_Image point grounding data_
────────────────────────────────────────
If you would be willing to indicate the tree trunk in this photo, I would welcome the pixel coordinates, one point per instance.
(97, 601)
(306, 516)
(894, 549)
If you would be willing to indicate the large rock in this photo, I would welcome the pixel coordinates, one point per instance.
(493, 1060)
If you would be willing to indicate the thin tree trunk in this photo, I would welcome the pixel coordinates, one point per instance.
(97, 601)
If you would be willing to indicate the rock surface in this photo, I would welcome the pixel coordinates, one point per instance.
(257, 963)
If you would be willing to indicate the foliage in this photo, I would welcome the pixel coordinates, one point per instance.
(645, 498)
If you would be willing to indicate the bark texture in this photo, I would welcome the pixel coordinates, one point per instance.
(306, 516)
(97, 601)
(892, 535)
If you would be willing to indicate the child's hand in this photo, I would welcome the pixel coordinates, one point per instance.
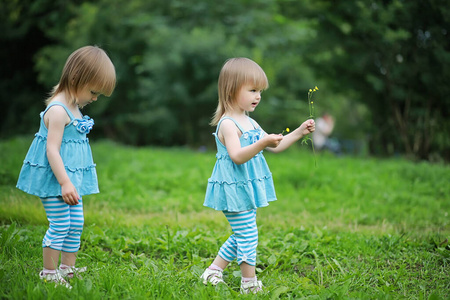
(307, 127)
(273, 140)
(69, 193)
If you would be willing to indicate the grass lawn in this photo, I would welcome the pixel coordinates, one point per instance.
(350, 228)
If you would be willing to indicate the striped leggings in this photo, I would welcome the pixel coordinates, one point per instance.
(66, 224)
(242, 243)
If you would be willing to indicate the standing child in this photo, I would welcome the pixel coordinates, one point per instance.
(58, 166)
(241, 180)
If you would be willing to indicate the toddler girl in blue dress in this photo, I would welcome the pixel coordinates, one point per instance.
(241, 180)
(59, 167)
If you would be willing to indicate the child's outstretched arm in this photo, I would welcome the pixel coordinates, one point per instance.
(238, 154)
(306, 128)
(57, 120)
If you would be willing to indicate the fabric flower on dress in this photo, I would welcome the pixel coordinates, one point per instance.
(84, 125)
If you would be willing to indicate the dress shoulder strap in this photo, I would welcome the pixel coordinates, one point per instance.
(71, 116)
(235, 122)
(253, 123)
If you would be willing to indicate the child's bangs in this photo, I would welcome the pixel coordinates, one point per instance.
(105, 80)
(255, 75)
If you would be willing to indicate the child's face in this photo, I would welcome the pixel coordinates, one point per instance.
(87, 96)
(248, 97)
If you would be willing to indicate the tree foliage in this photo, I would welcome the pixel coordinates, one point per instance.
(383, 65)
(396, 56)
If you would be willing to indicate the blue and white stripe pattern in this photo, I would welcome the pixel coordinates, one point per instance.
(66, 224)
(244, 240)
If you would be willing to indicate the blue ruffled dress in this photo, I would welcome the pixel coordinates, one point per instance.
(36, 176)
(236, 188)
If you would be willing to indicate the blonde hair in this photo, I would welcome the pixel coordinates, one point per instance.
(89, 67)
(235, 73)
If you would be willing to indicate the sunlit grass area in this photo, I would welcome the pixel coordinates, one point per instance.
(352, 227)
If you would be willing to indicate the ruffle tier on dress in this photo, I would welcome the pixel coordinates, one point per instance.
(36, 176)
(236, 188)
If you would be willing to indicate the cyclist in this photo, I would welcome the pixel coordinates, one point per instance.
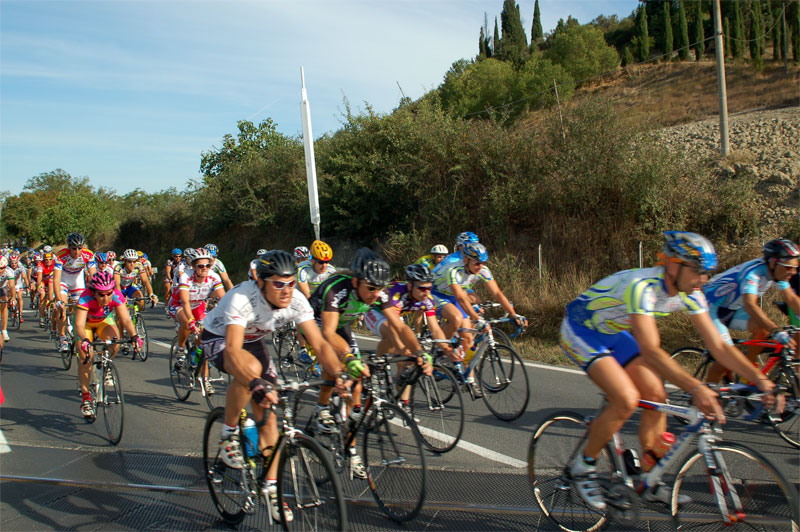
(218, 267)
(454, 303)
(733, 297)
(94, 319)
(338, 303)
(610, 325)
(130, 277)
(234, 340)
(72, 264)
(188, 303)
(437, 254)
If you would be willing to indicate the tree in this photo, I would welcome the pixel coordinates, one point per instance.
(699, 34)
(643, 39)
(683, 33)
(667, 45)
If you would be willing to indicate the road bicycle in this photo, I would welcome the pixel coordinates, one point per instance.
(307, 481)
(106, 390)
(780, 365)
(195, 372)
(728, 484)
(391, 446)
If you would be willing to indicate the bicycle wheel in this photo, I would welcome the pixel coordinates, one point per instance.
(180, 374)
(231, 489)
(504, 382)
(755, 493)
(395, 462)
(113, 404)
(552, 448)
(440, 422)
(216, 384)
(787, 423)
(309, 486)
(141, 330)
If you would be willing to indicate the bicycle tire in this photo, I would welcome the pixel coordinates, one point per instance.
(438, 410)
(113, 406)
(229, 488)
(769, 500)
(504, 382)
(309, 486)
(395, 462)
(549, 455)
(180, 377)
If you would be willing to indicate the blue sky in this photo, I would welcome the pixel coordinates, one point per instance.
(131, 92)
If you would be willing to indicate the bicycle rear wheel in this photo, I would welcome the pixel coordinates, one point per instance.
(180, 374)
(553, 446)
(230, 488)
(504, 382)
(113, 404)
(438, 410)
(755, 493)
(395, 462)
(309, 486)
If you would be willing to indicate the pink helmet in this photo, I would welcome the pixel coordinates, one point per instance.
(102, 281)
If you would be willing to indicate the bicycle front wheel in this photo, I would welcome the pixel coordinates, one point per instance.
(553, 446)
(395, 462)
(309, 486)
(504, 382)
(438, 409)
(755, 495)
(113, 404)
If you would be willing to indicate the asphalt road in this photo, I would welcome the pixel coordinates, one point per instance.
(58, 472)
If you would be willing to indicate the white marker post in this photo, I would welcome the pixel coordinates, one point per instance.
(311, 167)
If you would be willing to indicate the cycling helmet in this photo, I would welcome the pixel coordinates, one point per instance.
(692, 248)
(76, 240)
(321, 251)
(475, 250)
(781, 248)
(369, 266)
(275, 262)
(102, 281)
(467, 236)
(419, 272)
(201, 253)
(301, 253)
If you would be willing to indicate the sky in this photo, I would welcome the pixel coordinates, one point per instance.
(130, 93)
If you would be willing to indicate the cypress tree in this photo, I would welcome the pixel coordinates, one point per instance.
(667, 31)
(699, 34)
(643, 40)
(683, 33)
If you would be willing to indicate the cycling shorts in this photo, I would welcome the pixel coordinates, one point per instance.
(214, 351)
(584, 346)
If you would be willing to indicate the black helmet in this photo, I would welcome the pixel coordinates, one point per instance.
(419, 272)
(781, 248)
(369, 266)
(275, 262)
(75, 240)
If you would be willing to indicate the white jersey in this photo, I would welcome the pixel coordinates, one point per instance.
(244, 305)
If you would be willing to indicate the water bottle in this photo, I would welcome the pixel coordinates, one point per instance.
(251, 437)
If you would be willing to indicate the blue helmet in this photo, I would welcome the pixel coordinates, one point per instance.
(475, 250)
(692, 248)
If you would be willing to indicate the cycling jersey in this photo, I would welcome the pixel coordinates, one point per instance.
(96, 313)
(307, 274)
(245, 305)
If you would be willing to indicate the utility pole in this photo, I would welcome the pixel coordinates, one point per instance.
(723, 96)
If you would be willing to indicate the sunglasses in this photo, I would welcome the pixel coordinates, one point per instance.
(280, 285)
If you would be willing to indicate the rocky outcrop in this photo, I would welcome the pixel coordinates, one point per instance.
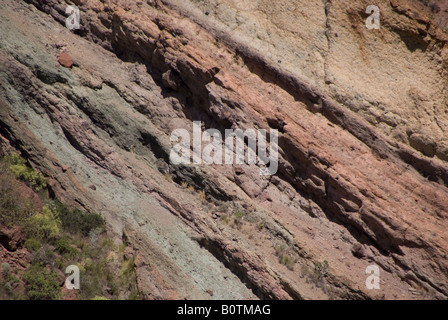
(362, 123)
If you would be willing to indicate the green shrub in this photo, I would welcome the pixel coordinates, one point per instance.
(45, 225)
(42, 283)
(32, 244)
(239, 214)
(14, 208)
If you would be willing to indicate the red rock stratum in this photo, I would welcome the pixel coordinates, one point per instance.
(362, 118)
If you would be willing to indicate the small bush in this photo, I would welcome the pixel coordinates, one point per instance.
(42, 283)
(6, 269)
(32, 244)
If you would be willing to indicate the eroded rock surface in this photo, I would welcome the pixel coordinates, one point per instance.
(362, 116)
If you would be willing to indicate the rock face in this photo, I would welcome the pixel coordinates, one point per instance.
(362, 119)
(65, 60)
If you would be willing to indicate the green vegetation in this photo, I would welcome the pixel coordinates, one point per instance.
(321, 269)
(58, 236)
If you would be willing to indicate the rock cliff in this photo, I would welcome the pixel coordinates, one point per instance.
(362, 117)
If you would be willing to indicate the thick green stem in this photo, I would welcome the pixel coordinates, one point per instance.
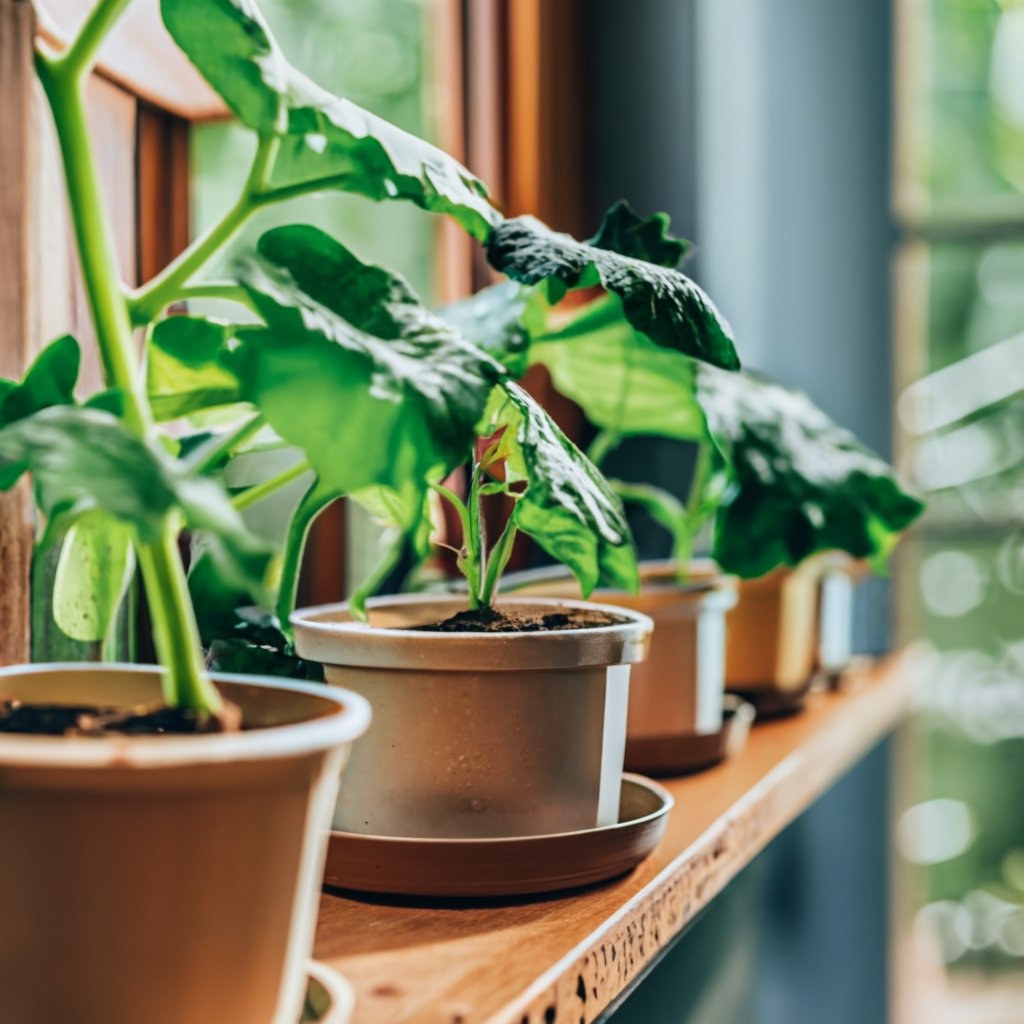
(80, 57)
(269, 486)
(174, 626)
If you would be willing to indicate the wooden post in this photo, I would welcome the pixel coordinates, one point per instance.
(16, 83)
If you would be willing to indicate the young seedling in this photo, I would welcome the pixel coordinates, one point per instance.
(379, 398)
(779, 479)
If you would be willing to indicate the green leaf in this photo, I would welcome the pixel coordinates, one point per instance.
(658, 301)
(625, 231)
(801, 483)
(93, 572)
(354, 370)
(84, 459)
(501, 320)
(49, 381)
(567, 507)
(183, 367)
(624, 384)
(321, 135)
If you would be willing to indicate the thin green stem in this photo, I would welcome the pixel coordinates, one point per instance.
(166, 287)
(384, 566)
(175, 632)
(214, 290)
(686, 534)
(218, 450)
(605, 442)
(313, 502)
(467, 560)
(266, 487)
(477, 541)
(80, 57)
(500, 555)
(299, 188)
(145, 303)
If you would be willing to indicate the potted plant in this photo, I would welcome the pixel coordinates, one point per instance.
(778, 480)
(148, 815)
(379, 399)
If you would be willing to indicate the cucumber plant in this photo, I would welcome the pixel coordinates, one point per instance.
(333, 357)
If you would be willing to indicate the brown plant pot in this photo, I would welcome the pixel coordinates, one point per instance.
(478, 734)
(139, 872)
(679, 689)
(790, 624)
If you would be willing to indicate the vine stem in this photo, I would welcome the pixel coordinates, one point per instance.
(691, 520)
(171, 285)
(175, 633)
(217, 451)
(263, 489)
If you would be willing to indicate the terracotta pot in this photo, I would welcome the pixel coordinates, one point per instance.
(678, 690)
(138, 873)
(478, 734)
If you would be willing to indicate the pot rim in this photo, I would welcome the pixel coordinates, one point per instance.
(346, 722)
(322, 634)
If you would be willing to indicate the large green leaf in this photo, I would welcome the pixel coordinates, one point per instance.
(567, 507)
(354, 370)
(49, 381)
(93, 571)
(184, 373)
(321, 135)
(624, 230)
(85, 459)
(501, 320)
(624, 384)
(659, 301)
(801, 482)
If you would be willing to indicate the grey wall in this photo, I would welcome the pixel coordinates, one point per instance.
(762, 126)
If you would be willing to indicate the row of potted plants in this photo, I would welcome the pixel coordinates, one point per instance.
(150, 815)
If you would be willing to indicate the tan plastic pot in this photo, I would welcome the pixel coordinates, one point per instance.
(678, 690)
(791, 623)
(478, 735)
(165, 879)
(773, 632)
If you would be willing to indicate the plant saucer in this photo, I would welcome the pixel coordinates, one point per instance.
(516, 865)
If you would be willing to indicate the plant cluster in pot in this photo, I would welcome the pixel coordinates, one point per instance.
(337, 366)
(793, 499)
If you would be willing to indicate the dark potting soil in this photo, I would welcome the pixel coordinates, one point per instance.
(493, 621)
(90, 720)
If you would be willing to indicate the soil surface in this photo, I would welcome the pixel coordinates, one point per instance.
(89, 720)
(494, 621)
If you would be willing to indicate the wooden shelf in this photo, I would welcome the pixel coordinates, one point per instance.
(564, 960)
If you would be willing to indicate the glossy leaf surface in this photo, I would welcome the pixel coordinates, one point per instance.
(567, 507)
(801, 483)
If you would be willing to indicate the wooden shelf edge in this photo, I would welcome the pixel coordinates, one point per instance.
(697, 875)
(569, 957)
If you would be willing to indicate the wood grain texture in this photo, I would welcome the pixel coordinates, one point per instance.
(16, 78)
(566, 958)
(140, 57)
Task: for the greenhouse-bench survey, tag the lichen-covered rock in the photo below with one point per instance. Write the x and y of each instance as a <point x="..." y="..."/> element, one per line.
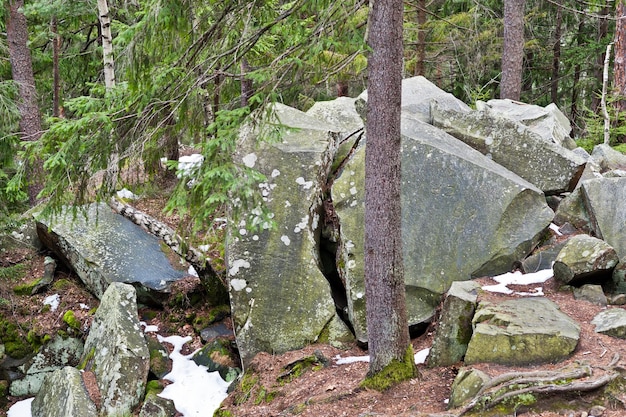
────────────────────────────────────────
_PROBLEM DETAILS_
Beginning with the line with "If you would be willing to indicate the grey", repeat the entries above exactly, up to and including the last line, leaving out pictures.

_PROBLEM SOLUTION_
If you would be willing to indicate the grey wall in this photo, I would welcome the pixel coordinates, one point per instance.
(762, 126)
If you would be willing to indicate the row of potted plants in this photo, I would welcome the pixel coordinates, one point per instance.
(150, 815)
If you would be willing to indicate the tan plastic pot in this photo, I would welcome the pixel coordinates, one point per instance.
(678, 690)
(791, 623)
(478, 735)
(165, 879)
(773, 632)
If you would be willing to indicate the plant saucer in this photo, I would welcome the pixel coordinates, one point per instance.
(516, 865)
If you would be willing to indicate the plant cluster in pot in this photo, I would welcome the pixel coordinates, one point per instance.
(337, 366)
(793, 499)
If you would be willing to indicate the dark potting soil in this photo, I would welcome the pixel coordinates, one point per instance.
(493, 621)
(90, 720)
If you would be willing to indicate the soil surface in this photo, I would welcome the pixel coordinates, one point per instance.
(89, 720)
(494, 621)
If you would be willing to indicate the wooden shelf in this photo, I would welcome the pixel coordinates, one point per instance.
(564, 960)
If you would be willing to indicate the glossy leaf surface in this photo, I would welcome the pixel coordinates, one point per instance.
(567, 507)
(801, 483)
If you would be willing to indicate the wooden shelf edge in this photo, I would welcome the pixel coordinates, one point per instance.
(697, 875)
(569, 957)
If you would be willing to indicate the wood grain texture in this photo, I would welcome the pixel coordinates, one point per instance.
(16, 78)
(566, 958)
(140, 57)
Task: for the greenhouse-bench survey, tag the lichen-covered rock in the photo below with one point per instance. Write the x and y of each instance as a <point x="..." y="..."/> element, one per line.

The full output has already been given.